━━━ RECORD SET
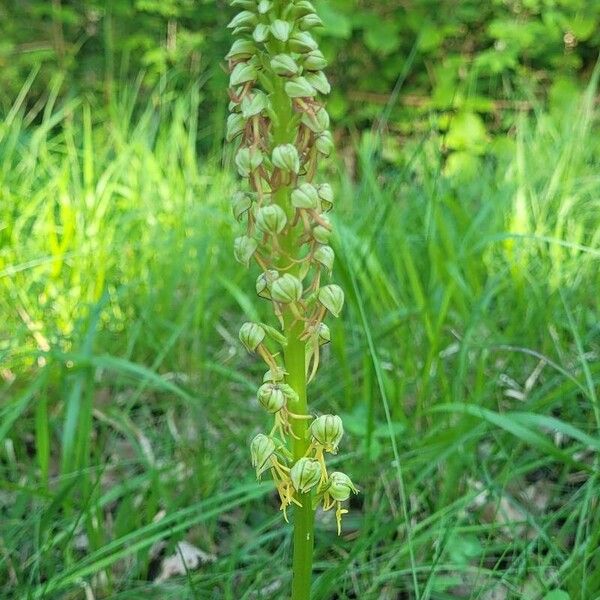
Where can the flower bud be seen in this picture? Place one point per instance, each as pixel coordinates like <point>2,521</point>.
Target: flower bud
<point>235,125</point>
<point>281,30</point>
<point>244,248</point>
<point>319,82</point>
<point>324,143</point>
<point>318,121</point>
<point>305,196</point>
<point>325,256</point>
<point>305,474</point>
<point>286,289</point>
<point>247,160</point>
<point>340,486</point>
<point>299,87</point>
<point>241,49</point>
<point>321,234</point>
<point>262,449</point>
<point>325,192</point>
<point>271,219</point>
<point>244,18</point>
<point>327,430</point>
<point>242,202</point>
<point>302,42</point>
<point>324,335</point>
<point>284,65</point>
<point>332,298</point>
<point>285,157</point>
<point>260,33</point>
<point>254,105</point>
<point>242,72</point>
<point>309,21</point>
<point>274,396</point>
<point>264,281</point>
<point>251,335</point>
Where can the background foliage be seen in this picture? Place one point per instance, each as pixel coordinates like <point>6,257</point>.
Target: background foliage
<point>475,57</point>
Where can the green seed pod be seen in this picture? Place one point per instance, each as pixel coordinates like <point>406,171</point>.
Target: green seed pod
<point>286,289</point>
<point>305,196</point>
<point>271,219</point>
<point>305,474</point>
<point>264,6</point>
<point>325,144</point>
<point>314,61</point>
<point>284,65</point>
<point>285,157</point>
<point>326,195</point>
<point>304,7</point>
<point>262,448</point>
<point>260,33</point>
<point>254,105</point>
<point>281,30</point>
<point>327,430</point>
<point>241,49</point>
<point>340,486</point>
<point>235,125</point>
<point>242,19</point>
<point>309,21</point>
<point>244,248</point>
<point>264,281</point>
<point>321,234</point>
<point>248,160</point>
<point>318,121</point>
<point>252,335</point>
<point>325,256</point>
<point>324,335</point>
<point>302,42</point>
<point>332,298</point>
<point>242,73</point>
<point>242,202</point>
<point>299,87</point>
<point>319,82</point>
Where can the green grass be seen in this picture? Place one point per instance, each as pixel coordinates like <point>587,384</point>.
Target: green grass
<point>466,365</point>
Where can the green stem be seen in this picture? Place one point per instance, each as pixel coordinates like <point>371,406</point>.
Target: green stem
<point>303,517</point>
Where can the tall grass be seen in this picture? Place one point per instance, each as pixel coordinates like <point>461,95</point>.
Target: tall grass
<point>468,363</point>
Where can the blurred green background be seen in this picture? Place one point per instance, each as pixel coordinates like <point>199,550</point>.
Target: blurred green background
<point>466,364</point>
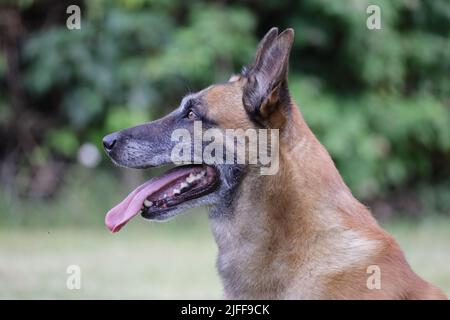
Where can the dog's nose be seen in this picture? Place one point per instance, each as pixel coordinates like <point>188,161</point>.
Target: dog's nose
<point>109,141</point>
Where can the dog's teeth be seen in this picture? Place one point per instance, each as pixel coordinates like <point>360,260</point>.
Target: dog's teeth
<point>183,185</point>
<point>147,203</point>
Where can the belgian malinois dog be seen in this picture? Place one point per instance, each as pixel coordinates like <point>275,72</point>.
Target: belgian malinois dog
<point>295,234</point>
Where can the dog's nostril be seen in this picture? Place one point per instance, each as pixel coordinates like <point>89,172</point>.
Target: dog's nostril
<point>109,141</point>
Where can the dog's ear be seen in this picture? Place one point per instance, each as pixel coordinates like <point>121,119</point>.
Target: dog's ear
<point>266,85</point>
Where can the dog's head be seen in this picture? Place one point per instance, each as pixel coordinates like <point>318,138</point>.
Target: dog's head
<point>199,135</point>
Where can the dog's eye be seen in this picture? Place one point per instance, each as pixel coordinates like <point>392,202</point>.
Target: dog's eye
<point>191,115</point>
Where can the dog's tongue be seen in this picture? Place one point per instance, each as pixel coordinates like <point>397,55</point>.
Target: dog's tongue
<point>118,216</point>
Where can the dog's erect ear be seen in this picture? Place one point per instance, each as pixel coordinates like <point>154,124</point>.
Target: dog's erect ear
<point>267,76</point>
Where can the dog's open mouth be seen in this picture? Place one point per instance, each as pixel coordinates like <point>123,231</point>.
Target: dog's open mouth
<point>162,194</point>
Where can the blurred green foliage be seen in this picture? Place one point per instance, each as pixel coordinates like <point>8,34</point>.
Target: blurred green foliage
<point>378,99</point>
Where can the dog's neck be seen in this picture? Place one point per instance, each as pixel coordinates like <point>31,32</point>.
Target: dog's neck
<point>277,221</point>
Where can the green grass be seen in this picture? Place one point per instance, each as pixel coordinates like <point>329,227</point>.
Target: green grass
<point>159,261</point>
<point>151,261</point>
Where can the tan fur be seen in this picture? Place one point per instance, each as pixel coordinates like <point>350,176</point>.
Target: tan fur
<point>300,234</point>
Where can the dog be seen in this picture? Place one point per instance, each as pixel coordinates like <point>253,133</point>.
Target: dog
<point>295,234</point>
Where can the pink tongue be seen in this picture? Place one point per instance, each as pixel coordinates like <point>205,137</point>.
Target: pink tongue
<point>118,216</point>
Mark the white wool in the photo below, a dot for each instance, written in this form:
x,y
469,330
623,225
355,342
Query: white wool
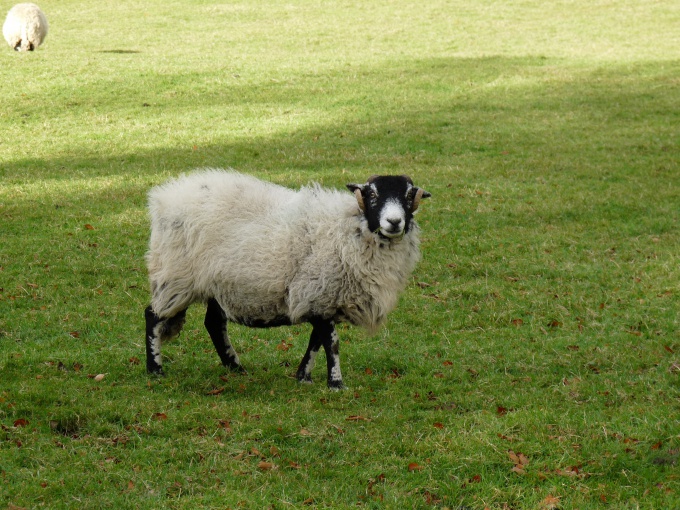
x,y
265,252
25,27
━━━━━━
Reproduce all of the material above line for line and without alteration, omitting the pictures.

• [RESPONSE TO THE EXERCISE]
Where can the flower bud be seen in this picture? Place one point per instance, each as pixel coordinates like <point>2,521</point>.
Target: flower bud
<point>235,125</point>
<point>281,30</point>
<point>244,248</point>
<point>319,82</point>
<point>324,143</point>
<point>318,121</point>
<point>305,196</point>
<point>325,256</point>
<point>305,474</point>
<point>286,289</point>
<point>247,160</point>
<point>340,486</point>
<point>299,87</point>
<point>241,49</point>
<point>321,234</point>
<point>262,449</point>
<point>325,192</point>
<point>271,219</point>
<point>244,18</point>
<point>327,430</point>
<point>242,202</point>
<point>302,42</point>
<point>324,335</point>
<point>284,65</point>
<point>332,298</point>
<point>285,157</point>
<point>260,33</point>
<point>254,105</point>
<point>242,72</point>
<point>309,21</point>
<point>274,396</point>
<point>264,281</point>
<point>251,335</point>
Where can the background foliage be seen in this picture? Place one point per instance, each as pixel coordinates like <point>6,257</point>.
Target: background foliage
<point>475,57</point>
Where can the green seed pod be seen in this picture? Place one point per instance, each as pixel coordinates like <point>406,171</point>.
Target: green seed pod
<point>286,289</point>
<point>305,196</point>
<point>271,219</point>
<point>305,474</point>
<point>264,6</point>
<point>325,144</point>
<point>314,61</point>
<point>284,65</point>
<point>285,157</point>
<point>326,195</point>
<point>304,7</point>
<point>262,448</point>
<point>260,33</point>
<point>254,105</point>
<point>281,30</point>
<point>327,430</point>
<point>241,49</point>
<point>340,486</point>
<point>235,125</point>
<point>242,19</point>
<point>309,21</point>
<point>244,248</point>
<point>264,281</point>
<point>321,234</point>
<point>248,160</point>
<point>318,121</point>
<point>252,335</point>
<point>325,256</point>
<point>324,335</point>
<point>302,42</point>
<point>332,298</point>
<point>242,73</point>
<point>242,202</point>
<point>299,87</point>
<point>319,82</point>
Where can the green grass be seen in this picture? Place one point per instance, each as pixel coordinates like <point>587,384</point>.
Target: green grass
<point>466,365</point>
Where can the green stem be seen in this picture? Place one point per instance, each as pixel coordinates like <point>371,406</point>.
Target: green stem
<point>303,517</point>
Where can the tall grass be seen in this picture? Place one point per instance, each as pixel coordinates like <point>461,95</point>.
Target: tall grass
<point>468,363</point>
Where can the blurred green background be seen in this picture? Place one point per instance, each as pixel coordinates like <point>199,550</point>.
Target: blurred green background
<point>466,364</point>
Where can the dog's nose be seen in this picture? Place one point per instance, each as pixel coordinates like <point>188,161</point>.
Target: dog's nose
<point>109,141</point>
Where can the dog's teeth be seen in this picture? Place one point per instance, each as pixel coordinates like <point>360,260</point>.
Target: dog's teeth
<point>183,185</point>
<point>147,203</point>
Where can the belgian malinois dog be seen in this picture? Place one point per instance, each as pixel coordinates like <point>275,72</point>.
Target: belgian malinois dog
<point>295,234</point>
Where can the dog's nostril be seen in this picture? Place one point per instance, each as pixel coordinates like <point>89,172</point>.
Target: dog's nostril
<point>109,141</point>
Where can the dog's ear be seen in this picture? Place one point per instance, each as pixel coordinates like <point>121,119</point>.
Target: dog's ear
<point>266,85</point>
Where can the dog's head be seen in this picture? Place one point per instance, each as pixel coordinates like <point>318,138</point>.
Target: dog's head
<point>199,135</point>
Where can the dog's eye be seen in this picture? Place one point per instance, each as pixel coordinates like <point>392,202</point>.
Target: dog's eye
<point>191,115</point>
Where can the dog's tongue be seen in this picture? Place one point per instance, each as pixel coordinates like <point>397,55</point>.
Target: dog's tongue
<point>118,216</point>
Where can the dog's erect ear be seen in this picture? Place one point per instance, each as pixel coordinates like <point>154,124</point>.
Target: dog's erect ear
<point>267,76</point>
Where can the dog's open mouth be seen in this picture? Place one point per instance, each as pixel coordinates like <point>123,231</point>.
Target: dog's open mouth
<point>162,194</point>
Where can the blurred green foliage be seen in this picture? Place one point per instance, each as pixel coordinates like <point>8,34</point>.
Target: blurred green foliage
<point>378,99</point>
Where can the dog's neck be seen in this picture? Place one point per instance, each as pixel coordinates like <point>31,32</point>.
Target: dog's neck
<point>277,221</point>
Where can the green grass be seen in this picture? Place one point per instance, each as pixel coordinates like <point>329,227</point>.
Target: green grass
<point>159,261</point>
<point>151,261</point>
Where can the tan fur be seen in this picture? Place one point per instance, each as pixel coordinates like <point>350,176</point>.
Target: tan fur
<point>300,234</point>
Where can the dog be seen in this picture? Place one point per instance, each as pixel coordinates like <point>253,133</point>.
Target: dog
<point>295,234</point>
Where can the pink tongue be seen in this picture? Place one point per instance, each as pixel coordinates like <point>205,137</point>.
Target: pink tongue
<point>118,216</point>
Mark the white wool in the photo below, a dot for each instance, written in this form:
x,y
469,330
623,225
355,342
Query: white wool
x,y
265,252
25,27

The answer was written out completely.